- **Extracted material**:

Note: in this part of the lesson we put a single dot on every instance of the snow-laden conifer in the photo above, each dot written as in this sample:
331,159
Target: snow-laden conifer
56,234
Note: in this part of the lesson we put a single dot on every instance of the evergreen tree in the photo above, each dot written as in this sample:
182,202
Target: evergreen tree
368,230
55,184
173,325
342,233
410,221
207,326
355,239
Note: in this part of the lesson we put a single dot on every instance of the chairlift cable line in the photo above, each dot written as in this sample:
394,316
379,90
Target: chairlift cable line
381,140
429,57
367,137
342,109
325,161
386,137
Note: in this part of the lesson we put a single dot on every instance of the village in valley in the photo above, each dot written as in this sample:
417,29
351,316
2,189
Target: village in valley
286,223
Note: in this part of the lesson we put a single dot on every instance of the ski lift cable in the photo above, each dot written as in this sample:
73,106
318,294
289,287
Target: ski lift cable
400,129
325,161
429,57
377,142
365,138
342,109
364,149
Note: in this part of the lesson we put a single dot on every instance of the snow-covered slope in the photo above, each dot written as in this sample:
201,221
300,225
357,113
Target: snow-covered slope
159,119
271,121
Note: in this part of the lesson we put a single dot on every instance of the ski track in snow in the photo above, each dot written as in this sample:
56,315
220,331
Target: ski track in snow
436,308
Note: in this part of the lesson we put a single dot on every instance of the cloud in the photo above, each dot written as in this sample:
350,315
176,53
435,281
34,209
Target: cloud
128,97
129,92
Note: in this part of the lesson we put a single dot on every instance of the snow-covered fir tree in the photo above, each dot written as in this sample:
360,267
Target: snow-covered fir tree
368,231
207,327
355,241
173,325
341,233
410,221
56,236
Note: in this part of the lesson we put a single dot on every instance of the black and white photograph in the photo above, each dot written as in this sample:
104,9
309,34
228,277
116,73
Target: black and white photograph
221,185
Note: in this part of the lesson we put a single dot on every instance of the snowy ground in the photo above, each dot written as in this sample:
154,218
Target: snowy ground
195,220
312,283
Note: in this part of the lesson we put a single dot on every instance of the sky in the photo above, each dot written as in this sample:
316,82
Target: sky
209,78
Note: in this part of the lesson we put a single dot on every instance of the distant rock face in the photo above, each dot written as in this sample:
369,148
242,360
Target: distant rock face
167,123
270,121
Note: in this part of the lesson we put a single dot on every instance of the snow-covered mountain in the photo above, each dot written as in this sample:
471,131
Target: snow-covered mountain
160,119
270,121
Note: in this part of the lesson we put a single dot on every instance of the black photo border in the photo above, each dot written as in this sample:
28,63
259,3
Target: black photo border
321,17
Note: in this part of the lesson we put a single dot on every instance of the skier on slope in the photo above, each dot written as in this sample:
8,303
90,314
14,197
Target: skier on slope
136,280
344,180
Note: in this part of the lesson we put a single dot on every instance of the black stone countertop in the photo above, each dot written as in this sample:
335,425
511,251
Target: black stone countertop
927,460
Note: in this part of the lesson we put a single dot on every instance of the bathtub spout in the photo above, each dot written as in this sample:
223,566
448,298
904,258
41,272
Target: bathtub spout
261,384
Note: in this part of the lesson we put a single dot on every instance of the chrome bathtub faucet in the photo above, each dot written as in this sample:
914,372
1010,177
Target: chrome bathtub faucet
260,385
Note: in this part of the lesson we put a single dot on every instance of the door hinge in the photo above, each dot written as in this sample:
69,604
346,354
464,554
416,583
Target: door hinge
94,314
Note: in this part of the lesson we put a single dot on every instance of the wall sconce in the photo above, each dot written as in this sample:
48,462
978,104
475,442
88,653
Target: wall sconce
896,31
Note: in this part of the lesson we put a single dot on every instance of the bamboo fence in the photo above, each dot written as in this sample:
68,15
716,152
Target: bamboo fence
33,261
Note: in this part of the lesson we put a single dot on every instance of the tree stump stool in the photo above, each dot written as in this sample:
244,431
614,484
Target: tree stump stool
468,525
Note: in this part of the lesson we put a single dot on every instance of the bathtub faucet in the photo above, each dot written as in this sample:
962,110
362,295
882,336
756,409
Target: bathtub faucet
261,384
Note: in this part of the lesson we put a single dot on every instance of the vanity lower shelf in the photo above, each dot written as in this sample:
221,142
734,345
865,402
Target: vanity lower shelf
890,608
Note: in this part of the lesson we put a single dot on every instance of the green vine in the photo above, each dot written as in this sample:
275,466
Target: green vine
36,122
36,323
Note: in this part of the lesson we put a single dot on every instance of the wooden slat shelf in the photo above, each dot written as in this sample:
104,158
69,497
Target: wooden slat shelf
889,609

- **Direction**: Replace "lesson" with "exercise" everywhere it occurs in the rows above, and write out all the rows again with nothing else changed.

- **Answer to the exercise**:
Note: in this part of the exercise we put a single dot on every instance of the snow-laden conifer in the photo above, each dot written as in this sample:
331,159
Target: snow-laden conifer
56,234
Note: in this part of the exercise we put a single dot on every instance of the evergreen tree in the photo above, each dot written as in this sample:
182,202
Target: evergreen tree
368,230
55,184
173,325
342,233
410,221
207,326
355,239
Note: in this part of the exercise we put a single dot on every instance of the chairlift cable line in the photo above, each dot written as in this sample:
394,316
379,90
Target: chairlift cable line
381,140
429,57
367,137
342,109
325,161
386,137
Note: in this part of the exercise we put a single dot on every instance of the village in valley in the photo above, each dot written as in this sample:
417,29
351,316
2,189
Target: village in valley
286,223
Note: in this part of the exercise we put a single dot on every instance of the ski lift cable in the photo above, each dot written as in this sample:
73,106
318,294
289,287
Target: ski lift cable
400,129
325,161
429,57
377,142
365,138
342,109
364,149
Note: in this part of the exercise we put a single dot on every instance of the snow-covered slope in the photo above, each dot written as in this sample:
201,221
300,225
357,113
Target: snow-covered slope
159,119
271,121
Note: in this part of the exercise we put a single dot on every instance of the ski track in snow in the photo above, each dot written as in this sample:
56,315
220,331
Target: ski track in snow
436,308
Note: in this part of the exercise we put a single dot on every instance of the cloud in the photo above, each dot written as in this sample:
350,315
176,53
435,281
34,209
Target: cloud
128,97
129,92
Note: in this part of the exercise we put a single dot on every instance of the snow-covered fir tree in the photo above, each dot written as in this sample:
360,267
Target: snow-covered fir tree
368,231
207,327
355,241
173,325
341,233
410,221
56,236
Note: in this part of the exercise we put a single dot on every instance of the black and white photograph in the photo above, each dot written as in this sample:
104,9
309,34
228,277
116,73
Target: black and white photograph
221,185
Note: in this part of the exercise we put a single dot on every instance of the snowy ground in the photo above, each dot written as in this sample:
154,218
Target: snowy ground
195,220
312,283
Note: in this part of the exercise we put a single dot on every instance of the sky in the photo above, each dot written as in this sample:
316,82
Target: sky
209,78
Note: in this part of the exercise we put a single dot on every instance of the distant rock face in the photo above, each dot written as in this sample:
369,148
242,360
Target: distant rock face
167,123
270,121
Note: in this part of the exercise we put a single dot on every instance of the snow-covered mountain in the photo above, each dot written as in this sample:
471,131
Target: snow-covered mountain
160,119
270,121
Note: in this part of the exercise we put a single dot on every instance of the black photo border in the photo above, each dot written as in this sample:
28,63
259,3
Target: black photo border
321,17
Note: in this part of the exercise we put a single dot on every instance of the skier on slope in the photo above, each dot written as in this sample:
8,303
90,314
14,197
Target: skier on slope
136,280
344,180
Note: in this part of the exercise we put a single dot on every instance of the black stone countertop in the photo above, each dot written as in this sample:
335,425
511,251
Target: black stone countertop
927,460
Note: in this part of the exercise we put a single dot on every instance of the bathtub spout in the photo above, each dot written as in this sample:
223,566
448,298
904,258
41,272
Target: bathtub spout
261,384
Note: in this part of the exercise we put a single dot on every instance of the chrome bathtub faucet in the photo above, each dot written as in this sample:
914,372
1010,177
Target: chrome bathtub faucet
260,385
Note: in this part of the exercise we put a single dot on every instance of the door hinge in the photo above, each dot written as in this sample:
69,604
346,354
464,554
416,583
Target: door hinge
94,314
Note: in this part of the exercise we put a single dot on every instance of the wall sconce in the photo above, each dot written as in this sample:
48,462
978,104
475,442
88,653
Target: wall sconce
896,31
Note: in this part of the exercise we put a single dot on every instance of the bamboo fence in the photo above, each dot written as in this sample:
68,15
716,152
Target: bamboo fence
33,261
Note: in this part of the exercise we put a single dot on every instance of the tree stump stool in the photo above, each dot written as in this sample:
244,431
614,484
Target: tree stump stool
468,525
Note: in this part of the exercise we put a single dot on every instance of the bathtub faucet in the photo above, each dot written as in this sample:
962,110
362,295
882,336
756,409
Target: bathtub faucet
261,384
Note: in this part of the exercise we put a single dot on every instance of the vanity lower shelf in the photo above, each dot written as in this sample:
221,142
734,345
865,402
Target: vanity lower shelf
890,608
Note: in this part of the exercise we put a single dot on every instance of the green vine in the photo above, each dot written as in this sample:
275,466
Target: green vine
36,122
36,323
Note: in this part of the exercise we put a single dot on every instance of the wooden slat shelf in the photo above, each dot written as in this sample:
104,158
69,497
Target: wooden slat shelf
889,609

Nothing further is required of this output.